Goal -
List each line in the material below that contains the string "singer". Matching is case-sensitive.

Material supplied -
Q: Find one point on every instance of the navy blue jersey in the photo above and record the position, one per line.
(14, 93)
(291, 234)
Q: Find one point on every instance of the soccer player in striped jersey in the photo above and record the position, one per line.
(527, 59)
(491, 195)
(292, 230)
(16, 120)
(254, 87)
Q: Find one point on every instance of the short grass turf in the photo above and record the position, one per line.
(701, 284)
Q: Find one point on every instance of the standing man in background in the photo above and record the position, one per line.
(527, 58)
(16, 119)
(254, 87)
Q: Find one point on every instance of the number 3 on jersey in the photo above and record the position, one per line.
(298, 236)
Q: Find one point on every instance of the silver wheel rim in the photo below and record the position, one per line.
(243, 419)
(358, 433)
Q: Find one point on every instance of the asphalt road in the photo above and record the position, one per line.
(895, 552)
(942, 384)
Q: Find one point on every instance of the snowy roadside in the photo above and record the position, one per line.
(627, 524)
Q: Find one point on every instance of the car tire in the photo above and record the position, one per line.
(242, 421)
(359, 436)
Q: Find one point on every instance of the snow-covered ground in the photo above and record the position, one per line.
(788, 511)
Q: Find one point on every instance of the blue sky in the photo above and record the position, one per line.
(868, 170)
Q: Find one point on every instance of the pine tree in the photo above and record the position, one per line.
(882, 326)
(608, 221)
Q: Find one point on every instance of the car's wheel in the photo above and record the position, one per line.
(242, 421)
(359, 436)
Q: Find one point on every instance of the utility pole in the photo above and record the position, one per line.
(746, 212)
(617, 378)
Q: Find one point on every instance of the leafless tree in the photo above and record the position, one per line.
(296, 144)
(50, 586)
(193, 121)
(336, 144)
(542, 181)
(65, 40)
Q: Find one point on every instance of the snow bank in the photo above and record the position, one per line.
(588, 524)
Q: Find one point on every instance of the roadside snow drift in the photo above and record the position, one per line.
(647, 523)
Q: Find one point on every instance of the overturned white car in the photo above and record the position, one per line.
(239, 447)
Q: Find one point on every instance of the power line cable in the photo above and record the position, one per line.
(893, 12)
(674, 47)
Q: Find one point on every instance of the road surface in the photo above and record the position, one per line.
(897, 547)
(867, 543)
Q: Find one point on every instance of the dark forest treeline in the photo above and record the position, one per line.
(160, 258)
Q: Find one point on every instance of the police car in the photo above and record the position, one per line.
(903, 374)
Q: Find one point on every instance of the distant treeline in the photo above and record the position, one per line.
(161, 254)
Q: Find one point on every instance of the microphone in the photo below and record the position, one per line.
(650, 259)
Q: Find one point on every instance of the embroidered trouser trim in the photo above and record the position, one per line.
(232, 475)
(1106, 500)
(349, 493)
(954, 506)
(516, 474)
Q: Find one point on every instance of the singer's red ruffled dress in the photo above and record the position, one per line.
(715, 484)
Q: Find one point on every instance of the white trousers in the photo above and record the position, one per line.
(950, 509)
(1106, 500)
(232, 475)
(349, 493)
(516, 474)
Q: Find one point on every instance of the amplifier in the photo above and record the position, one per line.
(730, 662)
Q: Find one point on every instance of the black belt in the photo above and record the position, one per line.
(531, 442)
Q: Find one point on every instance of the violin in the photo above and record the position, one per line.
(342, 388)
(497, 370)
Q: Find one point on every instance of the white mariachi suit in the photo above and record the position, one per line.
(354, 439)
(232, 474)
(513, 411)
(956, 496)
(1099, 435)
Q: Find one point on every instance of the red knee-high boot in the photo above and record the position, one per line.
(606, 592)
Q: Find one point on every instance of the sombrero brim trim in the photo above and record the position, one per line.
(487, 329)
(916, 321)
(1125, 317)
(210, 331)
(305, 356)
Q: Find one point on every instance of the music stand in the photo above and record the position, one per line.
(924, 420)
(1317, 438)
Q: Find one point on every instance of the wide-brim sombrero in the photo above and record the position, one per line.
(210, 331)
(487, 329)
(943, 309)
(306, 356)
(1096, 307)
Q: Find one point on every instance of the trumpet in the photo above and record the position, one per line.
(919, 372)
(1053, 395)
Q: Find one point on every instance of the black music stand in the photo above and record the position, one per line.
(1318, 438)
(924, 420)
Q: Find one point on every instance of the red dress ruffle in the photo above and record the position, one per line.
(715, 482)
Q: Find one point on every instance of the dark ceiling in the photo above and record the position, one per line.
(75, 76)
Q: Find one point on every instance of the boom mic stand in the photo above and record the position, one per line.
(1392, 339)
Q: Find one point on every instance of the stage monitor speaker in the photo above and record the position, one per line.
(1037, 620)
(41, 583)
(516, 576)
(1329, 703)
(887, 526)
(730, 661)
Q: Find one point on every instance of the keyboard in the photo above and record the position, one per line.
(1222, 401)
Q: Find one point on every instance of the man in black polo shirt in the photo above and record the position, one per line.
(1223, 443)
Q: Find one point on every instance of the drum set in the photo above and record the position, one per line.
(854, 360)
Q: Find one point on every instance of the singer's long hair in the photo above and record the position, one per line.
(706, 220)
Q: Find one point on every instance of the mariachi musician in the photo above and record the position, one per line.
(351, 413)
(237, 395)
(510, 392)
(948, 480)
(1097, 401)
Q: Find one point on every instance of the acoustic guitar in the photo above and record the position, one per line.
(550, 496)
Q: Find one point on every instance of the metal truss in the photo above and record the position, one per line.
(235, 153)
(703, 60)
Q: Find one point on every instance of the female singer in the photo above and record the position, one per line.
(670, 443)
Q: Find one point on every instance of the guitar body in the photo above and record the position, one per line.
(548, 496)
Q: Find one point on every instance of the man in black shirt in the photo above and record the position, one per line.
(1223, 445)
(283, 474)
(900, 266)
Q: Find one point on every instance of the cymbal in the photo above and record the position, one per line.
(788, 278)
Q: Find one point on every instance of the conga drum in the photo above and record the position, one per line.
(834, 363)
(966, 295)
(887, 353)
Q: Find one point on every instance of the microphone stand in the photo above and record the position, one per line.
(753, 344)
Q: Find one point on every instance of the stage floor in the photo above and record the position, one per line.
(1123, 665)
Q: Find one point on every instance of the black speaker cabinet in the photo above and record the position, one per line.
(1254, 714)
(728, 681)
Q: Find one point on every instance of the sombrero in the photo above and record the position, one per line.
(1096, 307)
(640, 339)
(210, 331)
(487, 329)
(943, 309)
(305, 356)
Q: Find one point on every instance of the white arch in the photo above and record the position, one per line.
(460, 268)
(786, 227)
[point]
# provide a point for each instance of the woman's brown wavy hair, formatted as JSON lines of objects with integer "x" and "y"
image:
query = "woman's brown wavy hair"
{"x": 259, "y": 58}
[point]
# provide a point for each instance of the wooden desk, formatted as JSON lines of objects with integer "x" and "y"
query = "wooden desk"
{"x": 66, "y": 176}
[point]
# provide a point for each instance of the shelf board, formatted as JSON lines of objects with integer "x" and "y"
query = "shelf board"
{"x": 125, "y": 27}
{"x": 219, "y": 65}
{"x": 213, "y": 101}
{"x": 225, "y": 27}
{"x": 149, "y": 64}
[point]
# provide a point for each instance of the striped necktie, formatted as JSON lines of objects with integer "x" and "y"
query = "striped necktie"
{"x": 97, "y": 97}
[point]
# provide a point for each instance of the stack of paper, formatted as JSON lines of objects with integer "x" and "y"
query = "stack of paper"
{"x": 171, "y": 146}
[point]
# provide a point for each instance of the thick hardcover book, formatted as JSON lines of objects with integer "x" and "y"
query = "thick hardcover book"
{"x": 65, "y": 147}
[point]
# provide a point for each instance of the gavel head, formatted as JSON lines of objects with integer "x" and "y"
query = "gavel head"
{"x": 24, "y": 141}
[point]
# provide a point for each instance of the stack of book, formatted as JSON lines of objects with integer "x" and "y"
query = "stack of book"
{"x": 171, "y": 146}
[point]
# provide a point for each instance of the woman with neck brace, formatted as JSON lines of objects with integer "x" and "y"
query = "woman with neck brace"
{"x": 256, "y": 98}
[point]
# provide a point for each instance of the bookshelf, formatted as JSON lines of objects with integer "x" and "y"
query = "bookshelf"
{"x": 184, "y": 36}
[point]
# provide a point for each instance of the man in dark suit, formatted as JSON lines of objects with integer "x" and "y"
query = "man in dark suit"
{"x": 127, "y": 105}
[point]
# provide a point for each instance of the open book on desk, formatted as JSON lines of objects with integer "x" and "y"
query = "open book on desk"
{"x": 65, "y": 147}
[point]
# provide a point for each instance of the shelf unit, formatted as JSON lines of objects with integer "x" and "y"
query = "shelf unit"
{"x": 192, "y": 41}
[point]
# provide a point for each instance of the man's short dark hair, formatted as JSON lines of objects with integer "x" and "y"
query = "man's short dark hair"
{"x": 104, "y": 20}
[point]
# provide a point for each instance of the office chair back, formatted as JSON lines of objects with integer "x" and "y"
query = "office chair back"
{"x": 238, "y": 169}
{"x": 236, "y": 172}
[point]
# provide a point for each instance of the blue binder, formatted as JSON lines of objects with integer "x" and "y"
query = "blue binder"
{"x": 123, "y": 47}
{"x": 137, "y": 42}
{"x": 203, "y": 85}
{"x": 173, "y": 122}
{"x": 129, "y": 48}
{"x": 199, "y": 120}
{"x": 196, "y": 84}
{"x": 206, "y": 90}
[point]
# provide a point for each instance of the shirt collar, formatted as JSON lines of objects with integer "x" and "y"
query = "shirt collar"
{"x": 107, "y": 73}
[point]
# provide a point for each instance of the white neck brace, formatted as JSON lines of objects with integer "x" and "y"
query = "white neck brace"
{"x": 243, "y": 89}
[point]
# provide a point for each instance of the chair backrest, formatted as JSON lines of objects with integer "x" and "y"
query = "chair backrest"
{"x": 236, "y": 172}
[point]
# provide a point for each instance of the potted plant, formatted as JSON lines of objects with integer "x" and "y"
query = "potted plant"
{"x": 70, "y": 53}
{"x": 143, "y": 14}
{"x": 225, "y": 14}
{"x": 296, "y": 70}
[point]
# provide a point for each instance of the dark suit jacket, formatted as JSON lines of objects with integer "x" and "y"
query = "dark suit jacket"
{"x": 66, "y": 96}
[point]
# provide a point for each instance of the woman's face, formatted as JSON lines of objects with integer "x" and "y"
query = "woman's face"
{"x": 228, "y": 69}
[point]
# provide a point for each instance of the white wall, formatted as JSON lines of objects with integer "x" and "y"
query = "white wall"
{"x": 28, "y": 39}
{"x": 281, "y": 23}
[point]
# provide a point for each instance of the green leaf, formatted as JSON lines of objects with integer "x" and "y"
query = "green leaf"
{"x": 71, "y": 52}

The answer -
Q: Find one point on every instance of the singer's red ruffled dress in the photo above and record the position, one per line.
Q: Find one point on every instance of the singer's long hair in the photo above and record the position, one per line.
Q: Find one point on every instance of the female singer in the photo above and record the position, one per line.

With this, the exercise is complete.